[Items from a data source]
__________
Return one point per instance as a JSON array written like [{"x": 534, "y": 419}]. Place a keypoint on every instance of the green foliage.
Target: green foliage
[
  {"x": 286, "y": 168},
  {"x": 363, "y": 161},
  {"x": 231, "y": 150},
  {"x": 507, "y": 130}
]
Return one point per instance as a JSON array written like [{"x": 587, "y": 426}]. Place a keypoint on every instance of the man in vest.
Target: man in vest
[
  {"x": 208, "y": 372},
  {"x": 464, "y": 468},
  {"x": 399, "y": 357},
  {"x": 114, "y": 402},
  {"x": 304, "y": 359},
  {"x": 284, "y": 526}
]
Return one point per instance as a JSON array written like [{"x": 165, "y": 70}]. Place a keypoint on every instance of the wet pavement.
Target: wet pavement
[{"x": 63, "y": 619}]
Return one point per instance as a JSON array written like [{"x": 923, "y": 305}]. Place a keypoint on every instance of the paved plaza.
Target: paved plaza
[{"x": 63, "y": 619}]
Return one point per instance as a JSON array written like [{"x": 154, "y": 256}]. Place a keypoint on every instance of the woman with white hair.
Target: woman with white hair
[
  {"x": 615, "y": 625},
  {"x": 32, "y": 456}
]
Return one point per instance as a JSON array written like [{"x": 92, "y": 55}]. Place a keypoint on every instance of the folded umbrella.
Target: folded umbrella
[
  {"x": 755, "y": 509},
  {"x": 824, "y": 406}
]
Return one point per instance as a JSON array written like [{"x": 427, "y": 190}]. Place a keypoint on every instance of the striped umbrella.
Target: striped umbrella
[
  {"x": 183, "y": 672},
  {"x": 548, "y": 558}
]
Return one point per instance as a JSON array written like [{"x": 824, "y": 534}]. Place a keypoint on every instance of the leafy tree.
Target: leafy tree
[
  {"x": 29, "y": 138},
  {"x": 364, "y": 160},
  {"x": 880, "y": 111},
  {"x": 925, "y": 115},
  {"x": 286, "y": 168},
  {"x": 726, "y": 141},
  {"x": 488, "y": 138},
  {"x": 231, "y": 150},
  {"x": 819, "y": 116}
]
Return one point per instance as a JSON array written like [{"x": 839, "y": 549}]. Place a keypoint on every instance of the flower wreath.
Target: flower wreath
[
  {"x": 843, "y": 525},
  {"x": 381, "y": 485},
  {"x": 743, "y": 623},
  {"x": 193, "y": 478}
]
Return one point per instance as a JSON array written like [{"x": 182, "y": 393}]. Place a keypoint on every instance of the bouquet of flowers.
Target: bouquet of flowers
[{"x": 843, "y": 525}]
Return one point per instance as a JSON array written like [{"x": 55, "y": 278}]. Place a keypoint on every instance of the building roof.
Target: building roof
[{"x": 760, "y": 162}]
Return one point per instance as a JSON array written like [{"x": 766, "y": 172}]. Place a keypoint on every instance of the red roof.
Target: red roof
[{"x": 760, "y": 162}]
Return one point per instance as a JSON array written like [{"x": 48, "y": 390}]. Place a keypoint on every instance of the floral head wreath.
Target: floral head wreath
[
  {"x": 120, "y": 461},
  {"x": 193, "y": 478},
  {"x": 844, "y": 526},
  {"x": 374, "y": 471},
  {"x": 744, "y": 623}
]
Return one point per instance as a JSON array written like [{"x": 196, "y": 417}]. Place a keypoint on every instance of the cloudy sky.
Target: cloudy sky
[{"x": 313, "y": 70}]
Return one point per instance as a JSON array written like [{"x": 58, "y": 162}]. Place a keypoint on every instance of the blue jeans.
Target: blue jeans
__________
## WHAT TO PRODUCE
Copy out all the entries again, swapping each "keypoint" for "marker". Leave every other part the same.

## COMPLETE RESPONSE
Return one point per instance as a JSON array written like [{"x": 534, "y": 419}]. Place a marker on every instance of the green foliage.
Target: green foliage
[
  {"x": 286, "y": 168},
  {"x": 363, "y": 161},
  {"x": 231, "y": 150},
  {"x": 507, "y": 130}
]
Return one point per instance as a JSON array written like [{"x": 587, "y": 426}]. Place a marker on every instance of the man in vest.
Target: man in vest
[
  {"x": 208, "y": 372},
  {"x": 464, "y": 468},
  {"x": 399, "y": 357},
  {"x": 114, "y": 402},
  {"x": 304, "y": 359},
  {"x": 284, "y": 526}
]
Return one point per instance as a JSON array written like [{"x": 165, "y": 70}]. Place a marker on every instance of the wet pavement.
Target: wet pavement
[{"x": 63, "y": 619}]
Return one point per instance as a JSON array written like [{"x": 923, "y": 305}]. Place a marker on every instance of the paved plaza.
Target: paved plaza
[{"x": 63, "y": 619}]
Return one point per instance as a JSON array written like [{"x": 154, "y": 256}]. Place a marker on every instance of the woman with white hair.
Target: woman with white hair
[
  {"x": 615, "y": 625},
  {"x": 32, "y": 456}
]
Return one point per instance as a JSON array written like [{"x": 92, "y": 55}]. Place a marker on every instance of the folded umbrella.
Target: folded umbrella
[
  {"x": 755, "y": 509},
  {"x": 824, "y": 406}
]
Return one point per instance as a JSON array written like [{"x": 427, "y": 190}]. Place a marker on every instance of the striped umbrella.
Target: striped umbrella
[
  {"x": 183, "y": 672},
  {"x": 548, "y": 558}
]
Return one point per instance as a JSON array written like [{"x": 824, "y": 534}]. Place a marker on every instance of the leafy tree.
Target: leafy tree
[
  {"x": 29, "y": 138},
  {"x": 364, "y": 160},
  {"x": 880, "y": 111},
  {"x": 925, "y": 115},
  {"x": 286, "y": 168},
  {"x": 726, "y": 141},
  {"x": 488, "y": 138},
  {"x": 231, "y": 150},
  {"x": 819, "y": 116}
]
Return one point per instance as a JSON array written like [{"x": 839, "y": 549}]. Place a marker on every instance of the flower wreath.
Target: flower wreath
[
  {"x": 843, "y": 525},
  {"x": 381, "y": 485},
  {"x": 743, "y": 623},
  {"x": 193, "y": 478}
]
Return one point per instance as a JSON array written like [{"x": 182, "y": 393}]. Place a marker on every instance of the bouquet of flowers.
Target: bouquet of flowers
[{"x": 843, "y": 525}]
Return one point per instance as a JSON array written like [{"x": 55, "y": 278}]. Place a marker on every instance of the building roof.
Target: building roof
[{"x": 760, "y": 162}]
Return one point per instance as a JSON array written like [{"x": 766, "y": 172}]. Place a marker on every instance of the red roof.
Target: red roof
[{"x": 760, "y": 162}]
Return one point per instance as a JSON array written like [{"x": 48, "y": 390}]. Place a marker on every instance of the floral head wreath.
Target: floral head wreath
[
  {"x": 120, "y": 461},
  {"x": 193, "y": 478},
  {"x": 844, "y": 526},
  {"x": 374, "y": 471},
  {"x": 744, "y": 623}
]
Return one point per instance as a JSON array written like [{"x": 196, "y": 417}]. Place a marker on every instance of the cloudy sky.
Target: cloudy sky
[{"x": 313, "y": 70}]
Return one point per instance as a JSON array written like [{"x": 58, "y": 162}]. Place a marker on every instance of the blue jeans.
Target: blue jeans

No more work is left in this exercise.